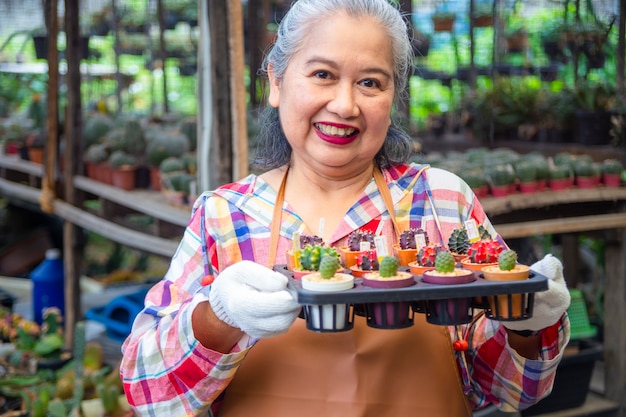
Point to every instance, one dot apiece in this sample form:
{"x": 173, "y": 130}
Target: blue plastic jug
{"x": 48, "y": 285}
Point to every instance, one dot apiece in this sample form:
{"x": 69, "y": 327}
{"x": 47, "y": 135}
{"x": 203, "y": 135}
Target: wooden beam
{"x": 501, "y": 205}
{"x": 151, "y": 244}
{"x": 614, "y": 323}
{"x": 562, "y": 225}
{"x": 238, "y": 91}
{"x": 147, "y": 202}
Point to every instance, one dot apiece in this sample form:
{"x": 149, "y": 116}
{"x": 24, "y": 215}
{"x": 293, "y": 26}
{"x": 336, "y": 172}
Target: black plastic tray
{"x": 420, "y": 291}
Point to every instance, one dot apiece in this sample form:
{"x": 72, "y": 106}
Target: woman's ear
{"x": 274, "y": 97}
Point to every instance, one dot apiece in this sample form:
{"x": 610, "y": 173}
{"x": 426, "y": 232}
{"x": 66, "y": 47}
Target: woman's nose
{"x": 344, "y": 102}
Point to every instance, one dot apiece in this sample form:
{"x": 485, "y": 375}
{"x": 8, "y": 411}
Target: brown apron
{"x": 364, "y": 372}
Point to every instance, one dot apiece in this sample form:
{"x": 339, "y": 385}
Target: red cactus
{"x": 427, "y": 254}
{"x": 484, "y": 251}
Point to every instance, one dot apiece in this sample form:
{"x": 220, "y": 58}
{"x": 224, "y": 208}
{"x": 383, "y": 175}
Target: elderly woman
{"x": 234, "y": 346}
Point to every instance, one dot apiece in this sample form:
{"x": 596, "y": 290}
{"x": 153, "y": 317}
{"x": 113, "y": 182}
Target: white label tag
{"x": 381, "y": 246}
{"x": 472, "y": 230}
{"x": 420, "y": 241}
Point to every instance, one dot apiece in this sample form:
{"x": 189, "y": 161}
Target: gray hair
{"x": 273, "y": 150}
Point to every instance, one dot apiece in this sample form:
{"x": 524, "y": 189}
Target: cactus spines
{"x": 388, "y": 267}
{"x": 407, "y": 238}
{"x": 484, "y": 251}
{"x": 459, "y": 241}
{"x": 311, "y": 256}
{"x": 444, "y": 262}
{"x": 427, "y": 255}
{"x": 484, "y": 233}
{"x": 328, "y": 266}
{"x": 358, "y": 236}
{"x": 368, "y": 261}
{"x": 507, "y": 259}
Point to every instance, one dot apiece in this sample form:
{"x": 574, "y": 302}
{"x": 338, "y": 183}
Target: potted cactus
{"x": 390, "y": 314}
{"x": 506, "y": 269}
{"x": 560, "y": 177}
{"x": 584, "y": 174}
{"x": 300, "y": 241}
{"x": 612, "y": 172}
{"x": 327, "y": 317}
{"x": 310, "y": 257}
{"x": 406, "y": 248}
{"x": 366, "y": 262}
{"x": 501, "y": 178}
{"x": 483, "y": 252}
{"x": 358, "y": 242}
{"x": 162, "y": 145}
{"x": 458, "y": 243}
{"x": 526, "y": 173}
{"x": 96, "y": 163}
{"x": 123, "y": 167}
{"x": 425, "y": 259}
{"x": 450, "y": 311}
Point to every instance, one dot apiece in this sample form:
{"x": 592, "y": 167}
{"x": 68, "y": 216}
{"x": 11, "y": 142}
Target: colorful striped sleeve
{"x": 164, "y": 369}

━━━━━━

> [EXERCISE REQUIREMENTS]:
Collect every line of the material above that contains the word "plastic", treating uppercase and lowercase letters as different.

> [THE ANSWER]:
Target: blue plastic jug
Target: black plastic tray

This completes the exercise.